- EXERCISE PROMPT -
Write out the following listing's lines from the one with "baseball graphic logo." to the one with "Outline every instance of the man", exactly, with both included and no others.

- SUPPLIED DATA -
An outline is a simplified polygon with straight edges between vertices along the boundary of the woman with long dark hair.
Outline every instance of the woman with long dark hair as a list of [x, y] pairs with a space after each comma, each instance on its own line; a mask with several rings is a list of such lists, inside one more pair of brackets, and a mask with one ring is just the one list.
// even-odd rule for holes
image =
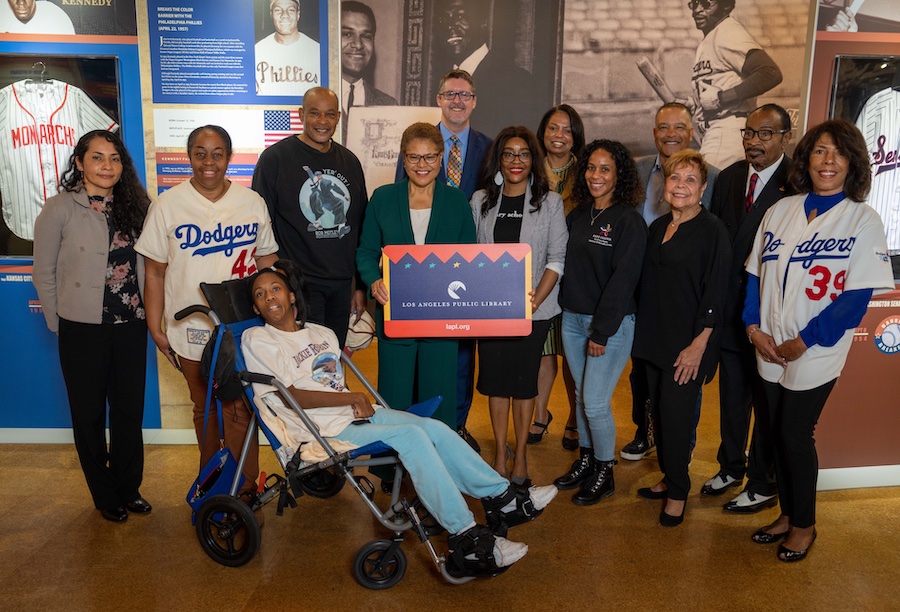
[[575, 209], [559, 303], [566, 360], [575, 379], [580, 456], [554, 481], [580, 489], [580, 506], [615, 491], [616, 424], [612, 394], [634, 340], [635, 289], [647, 243], [636, 207], [644, 188], [628, 149], [613, 140], [589, 144], [575, 174]]
[[[554, 106], [541, 119], [537, 131], [538, 144], [544, 152], [544, 172], [550, 191], [555, 191], [563, 200], [563, 212], [568, 215], [575, 208], [572, 188], [578, 158], [584, 149], [584, 122], [578, 112], [568, 104]], [[575, 381], [569, 371], [563, 351], [560, 316], [550, 320], [550, 331], [541, 354], [538, 370], [538, 395], [534, 401], [534, 422], [528, 431], [528, 443], [537, 444], [547, 433], [553, 415], [550, 413], [550, 392], [556, 379], [557, 356], [563, 357], [563, 382], [569, 399], [569, 417], [563, 430], [562, 446], [566, 450], [578, 448], [578, 427], [576, 421]]]
[[781, 561], [805, 559], [816, 539], [813, 431], [872, 293], [894, 288], [884, 225], [865, 203], [870, 161], [852, 123], [812, 128], [794, 151], [799, 195], [766, 211], [747, 259], [743, 318], [768, 399], [781, 504], [753, 541], [785, 538]]
[[94, 505], [114, 522], [152, 509], [139, 490], [147, 324], [134, 250], [149, 203], [121, 139], [95, 130], [34, 225], [33, 282], [59, 336], [75, 449]]
[[506, 434], [512, 408], [516, 433], [512, 481], [525, 485], [530, 482], [526, 444], [538, 393], [541, 348], [550, 319], [559, 313], [559, 278], [568, 233], [562, 198], [549, 190], [540, 145], [528, 128], [507, 127], [497, 134], [485, 159], [483, 183], [487, 189], [472, 196], [478, 242], [531, 246], [531, 334], [480, 340], [476, 385], [489, 398], [496, 445], [494, 469], [501, 474], [506, 473], [509, 459]]

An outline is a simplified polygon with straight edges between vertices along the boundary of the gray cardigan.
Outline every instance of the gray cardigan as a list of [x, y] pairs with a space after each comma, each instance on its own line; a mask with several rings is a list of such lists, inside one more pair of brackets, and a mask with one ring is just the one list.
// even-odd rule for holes
[[[106, 216], [90, 207], [87, 192], [63, 191], [44, 204], [34, 222], [34, 269], [47, 327], [59, 318], [100, 324], [109, 262]], [[137, 257], [138, 285], [144, 288], [144, 258]]]
[[[472, 215], [475, 218], [478, 244], [494, 243], [494, 224], [497, 222], [497, 211], [500, 203], [490, 209], [487, 216], [481, 216], [481, 205], [487, 199], [487, 191], [481, 189], [472, 196]], [[522, 218], [522, 230], [519, 242], [531, 246], [531, 287], [538, 286], [544, 269], [550, 269], [562, 278], [566, 263], [566, 244], [569, 241], [569, 230], [566, 229], [566, 217], [563, 213], [563, 201], [558, 193], [550, 192], [544, 196], [538, 212], [531, 212], [531, 186], [525, 192], [525, 216]], [[535, 321], [544, 321], [555, 317], [562, 309], [559, 307], [559, 280], [540, 307], [532, 315]]]

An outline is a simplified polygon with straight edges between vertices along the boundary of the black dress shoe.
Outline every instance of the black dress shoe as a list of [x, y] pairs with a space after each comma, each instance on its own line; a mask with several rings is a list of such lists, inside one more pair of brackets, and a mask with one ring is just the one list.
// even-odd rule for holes
[[673, 516], [666, 512], [665, 508], [660, 510], [659, 512], [659, 524], [663, 527], [678, 527], [681, 525], [682, 521], [684, 521], [684, 511], [687, 508], [687, 503], [681, 508], [681, 514], [678, 516]]
[[809, 549], [812, 548], [812, 545], [816, 543], [816, 531], [813, 530], [812, 540], [809, 542], [809, 546], [806, 547], [805, 550], [791, 550], [790, 548], [785, 548], [784, 544], [778, 547], [778, 560], [784, 561], [785, 563], [794, 563], [795, 561], [803, 561], [806, 559], [806, 555], [809, 553]]
[[112, 521], [113, 523], [121, 523], [128, 520], [128, 511], [125, 509], [125, 506], [101, 510], [100, 515], [107, 521]]
[[153, 506], [151, 506], [143, 497], [138, 497], [134, 501], [128, 502], [125, 504], [125, 507], [128, 508], [129, 512], [134, 512], [135, 514], [147, 514], [153, 510]]
[[638, 497], [643, 497], [644, 499], [666, 499], [669, 497], [669, 491], [654, 491], [650, 487], [643, 487], [638, 489]]
[[768, 531], [765, 531], [764, 529], [760, 529], [756, 533], [754, 533], [752, 536], [750, 536], [750, 539], [753, 540], [754, 542], [756, 542], [757, 544], [772, 544], [774, 542], [777, 542], [778, 540], [780, 540], [781, 538], [783, 538], [784, 536], [786, 536], [789, 533], [790, 533], [790, 530], [782, 531], [781, 533], [769, 533]]

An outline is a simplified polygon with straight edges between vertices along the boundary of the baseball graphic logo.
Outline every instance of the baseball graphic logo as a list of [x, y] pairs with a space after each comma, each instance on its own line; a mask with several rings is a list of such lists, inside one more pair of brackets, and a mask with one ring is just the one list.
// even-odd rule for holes
[[309, 166], [303, 169], [309, 178], [300, 188], [300, 210], [309, 220], [307, 230], [325, 232], [317, 237], [343, 238], [350, 233], [350, 190], [333, 170], [313, 170]]
[[875, 328], [875, 347], [886, 355], [900, 352], [900, 316], [891, 316]]

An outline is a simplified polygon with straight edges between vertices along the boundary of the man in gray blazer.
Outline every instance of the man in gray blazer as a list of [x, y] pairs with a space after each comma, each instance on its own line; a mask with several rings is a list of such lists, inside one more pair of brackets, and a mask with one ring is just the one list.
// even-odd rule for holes
[[[690, 147], [691, 138], [694, 135], [692, 121], [691, 110], [680, 102], [668, 102], [660, 106], [659, 110], [656, 111], [656, 121], [653, 125], [653, 141], [656, 143], [657, 154], [648, 155], [636, 162], [638, 176], [644, 181], [646, 187], [644, 203], [640, 205], [638, 212], [644, 217], [647, 225], [669, 212], [669, 205], [663, 200], [663, 187], [666, 182], [663, 176], [663, 167], [669, 157]], [[703, 192], [703, 198], [700, 200], [704, 208], [709, 208], [712, 201], [713, 187], [718, 176], [719, 169], [710, 165], [707, 172], [706, 191]], [[646, 375], [639, 360], [632, 362], [630, 380], [632, 393], [631, 419], [634, 421], [637, 431], [634, 435], [634, 440], [626, 444], [619, 451], [619, 455], [622, 459], [638, 461], [643, 459], [644, 455], [655, 446], [652, 425], [647, 422], [649, 392], [647, 390]], [[695, 439], [697, 435], [697, 421], [700, 420], [700, 400], [702, 395], [701, 393], [697, 397], [697, 413], [694, 421]]]

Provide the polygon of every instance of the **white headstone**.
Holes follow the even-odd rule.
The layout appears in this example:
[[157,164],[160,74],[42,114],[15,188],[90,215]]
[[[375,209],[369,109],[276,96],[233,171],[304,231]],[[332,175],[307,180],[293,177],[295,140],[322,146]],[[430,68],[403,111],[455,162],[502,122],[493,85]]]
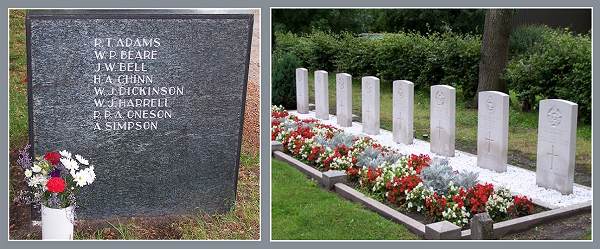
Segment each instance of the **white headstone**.
[[393,85],[394,142],[412,144],[415,85],[408,80],[396,80]]
[[352,75],[335,75],[335,103],[338,125],[352,126]]
[[562,194],[573,192],[577,104],[561,100],[540,101],[536,183]]
[[430,150],[441,156],[454,156],[456,90],[447,85],[431,87]]
[[477,111],[477,166],[506,171],[508,156],[508,95],[479,92]]
[[308,70],[296,68],[296,109],[308,113]]
[[315,113],[318,119],[329,119],[329,79],[327,71],[315,71]]
[[362,124],[364,133],[379,134],[379,79],[377,77],[362,78]]

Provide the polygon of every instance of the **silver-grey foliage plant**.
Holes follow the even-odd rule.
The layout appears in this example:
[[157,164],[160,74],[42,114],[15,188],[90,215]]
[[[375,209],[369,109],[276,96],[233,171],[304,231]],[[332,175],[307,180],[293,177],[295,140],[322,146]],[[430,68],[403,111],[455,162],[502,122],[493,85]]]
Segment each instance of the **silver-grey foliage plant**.
[[350,133],[338,132],[333,135],[331,139],[327,139],[321,136],[316,138],[316,142],[323,146],[327,146],[329,148],[335,148],[340,145],[345,145],[346,147],[351,147],[354,144],[354,136]]
[[377,167],[383,163],[394,164],[402,158],[402,154],[397,152],[382,152],[379,149],[367,147],[358,155],[357,165],[359,167]]
[[458,173],[448,165],[448,159],[434,157],[431,165],[421,171],[423,184],[439,194],[448,193],[450,183],[454,186],[471,188],[477,184],[479,174],[473,172]]
[[381,151],[372,147],[367,147],[358,155],[356,165],[359,167],[377,167],[383,164],[383,157],[380,157]]

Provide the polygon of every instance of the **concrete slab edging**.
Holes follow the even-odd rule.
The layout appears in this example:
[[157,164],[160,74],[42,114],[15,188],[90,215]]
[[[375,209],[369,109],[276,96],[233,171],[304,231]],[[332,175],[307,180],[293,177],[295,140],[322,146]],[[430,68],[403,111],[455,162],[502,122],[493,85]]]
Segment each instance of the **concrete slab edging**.
[[[551,209],[544,212],[530,214],[527,216],[510,219],[507,221],[501,221],[494,223],[494,238],[500,238],[504,235],[520,232],[539,224],[552,221],[554,219],[575,215],[582,212],[592,210],[592,202],[585,202],[575,204],[567,207],[561,207],[557,209]],[[471,238],[471,229],[463,230],[461,232],[462,239]]]
[[308,177],[317,180],[319,183],[321,183],[323,179],[323,173],[321,173],[321,171],[318,171],[315,168],[310,167],[304,164],[303,162],[300,162],[298,159],[293,158],[282,151],[273,151],[273,157],[281,161],[287,162],[288,164],[294,166],[294,168],[300,170],[300,172],[304,173]]
[[391,219],[397,223],[404,224],[406,228],[408,228],[408,230],[421,237],[425,236],[425,224],[403,213],[400,213],[395,209],[364,195],[361,192],[356,191],[355,189],[346,184],[336,183],[334,189],[335,192],[341,195],[342,197],[354,202],[358,202],[385,218]]

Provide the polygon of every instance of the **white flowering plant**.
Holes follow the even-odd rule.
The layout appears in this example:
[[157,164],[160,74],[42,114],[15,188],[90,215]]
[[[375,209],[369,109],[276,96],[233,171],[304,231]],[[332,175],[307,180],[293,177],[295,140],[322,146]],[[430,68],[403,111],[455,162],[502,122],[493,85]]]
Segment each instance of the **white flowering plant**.
[[20,201],[49,208],[76,206],[76,194],[96,179],[94,166],[66,150],[47,152],[32,161],[29,148],[27,145],[21,150],[17,160],[29,186],[29,191],[18,196]]
[[499,188],[488,197],[485,204],[485,210],[490,214],[493,220],[503,220],[508,218],[508,210],[513,205],[513,196],[510,190]]

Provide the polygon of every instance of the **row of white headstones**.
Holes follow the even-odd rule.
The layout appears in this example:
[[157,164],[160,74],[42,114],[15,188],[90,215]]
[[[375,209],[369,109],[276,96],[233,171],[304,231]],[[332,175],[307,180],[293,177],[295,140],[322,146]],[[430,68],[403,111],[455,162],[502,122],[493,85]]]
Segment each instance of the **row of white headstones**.
[[[328,73],[315,71],[315,116],[329,119]],[[363,132],[378,135],[380,130],[379,79],[362,78]],[[308,113],[308,70],[296,69],[298,113]],[[508,154],[509,97],[497,91],[479,93],[477,122],[477,165],[505,172]],[[453,157],[455,144],[456,90],[447,85],[431,86],[430,150]],[[412,144],[414,84],[393,82],[393,139]],[[336,74],[336,118],[342,127],[352,126],[352,76]],[[539,104],[536,183],[562,194],[573,192],[577,104],[561,99],[545,99]]]

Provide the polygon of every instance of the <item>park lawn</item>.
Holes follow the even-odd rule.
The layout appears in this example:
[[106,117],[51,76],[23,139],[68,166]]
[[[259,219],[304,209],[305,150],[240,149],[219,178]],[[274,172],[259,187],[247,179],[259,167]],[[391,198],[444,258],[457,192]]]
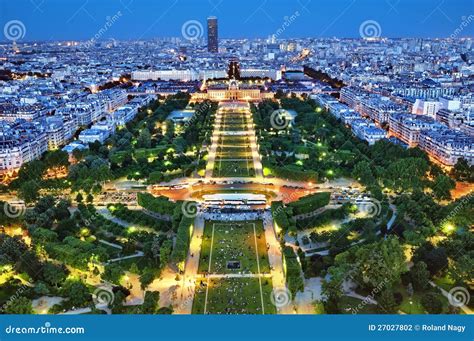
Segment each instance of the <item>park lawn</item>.
[[379,314],[375,304],[366,304],[364,301],[350,296],[342,296],[339,305],[343,314]]
[[[413,296],[410,298],[404,286],[399,286],[397,291],[401,292],[403,295],[403,301],[400,304],[399,310],[401,310],[402,312],[406,314],[426,314],[427,313],[425,308],[421,304],[421,297],[423,296],[423,293],[415,292]],[[441,298],[443,302],[442,314],[446,314],[449,310],[448,299],[444,297],[441,293],[439,293],[439,297]],[[410,304],[410,301],[412,302],[411,304]]]
[[250,146],[220,146],[217,148],[216,152],[217,154],[220,153],[245,153],[245,152],[250,152]]
[[149,268],[157,267],[157,264],[153,260],[148,259],[147,257],[135,257],[135,258],[122,259],[117,262],[114,262],[114,264],[120,265],[120,267],[124,269],[125,271],[129,271],[132,264],[135,264],[138,270],[140,271],[148,267]]
[[214,177],[252,177],[255,170],[252,160],[246,161],[225,161],[216,160],[214,164]]
[[164,150],[173,147],[173,145],[165,145],[165,146],[158,146],[155,148],[141,148],[141,149],[135,149],[133,152],[133,156],[135,159],[143,159],[143,158],[152,158],[156,157],[156,154],[163,152]]
[[[399,310],[405,314],[426,314],[425,308],[421,305],[421,296],[414,293],[410,298],[405,290],[402,291],[403,301],[400,304]],[[410,304],[410,302],[412,302]]]
[[252,153],[250,151],[236,152],[230,149],[227,149],[223,152],[217,153],[217,159],[251,159]]
[[[193,301],[193,314],[275,314],[271,303],[272,281],[269,278],[212,278],[197,281]],[[263,309],[262,309],[263,301]]]
[[224,131],[242,131],[246,130],[246,123],[244,121],[241,122],[225,122],[222,125]]
[[227,146],[243,146],[246,147],[250,144],[250,140],[246,135],[223,135],[221,136],[221,147]]
[[[255,232],[254,233],[254,226]],[[214,239],[212,230],[214,227]],[[255,243],[257,246],[255,246]],[[211,256],[212,247],[212,256]],[[258,254],[258,264],[257,264]],[[207,221],[202,238],[199,272],[215,274],[269,273],[267,242],[262,221],[215,222]],[[228,261],[239,261],[240,269],[228,269]]]
[[439,287],[443,288],[444,290],[448,291],[455,287],[454,281],[449,278],[447,275],[444,277],[437,277],[434,281]]

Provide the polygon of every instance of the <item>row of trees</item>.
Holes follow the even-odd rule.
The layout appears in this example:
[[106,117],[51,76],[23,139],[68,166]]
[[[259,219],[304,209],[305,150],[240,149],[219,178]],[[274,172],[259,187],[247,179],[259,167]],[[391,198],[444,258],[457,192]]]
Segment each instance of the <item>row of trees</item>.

- RESULT BELOW -
An outline is a simplified polygon with straight edges between vertices along the boundary of the baseball graphic logo.
Outline every instance of the baseball graphic logo as a list of [x, y] pairs with a space after each comma, each instance on its own line; a mask with several rings is a list of such lists, inside one more pair of brackets, and a mask with one ring is just the one list.
// even-odd rule for holes
[[309, 166], [303, 169], [309, 178], [300, 188], [300, 210], [309, 220], [307, 230], [325, 232], [317, 237], [343, 238], [350, 233], [350, 190], [333, 170], [313, 170]]
[[875, 328], [875, 347], [886, 355], [900, 352], [900, 316], [891, 316]]

An outline is a simplified polygon with straight edges between vertices along the boundary of the man in gray blazer.
Outline every instance of the man in gray blazer as a list of [x, y] pairs with a space after each comma, each instance on its own line; a mask with several rings is a list of such lists, inside one more pair of brackets, and a mask with one ring is just the one list.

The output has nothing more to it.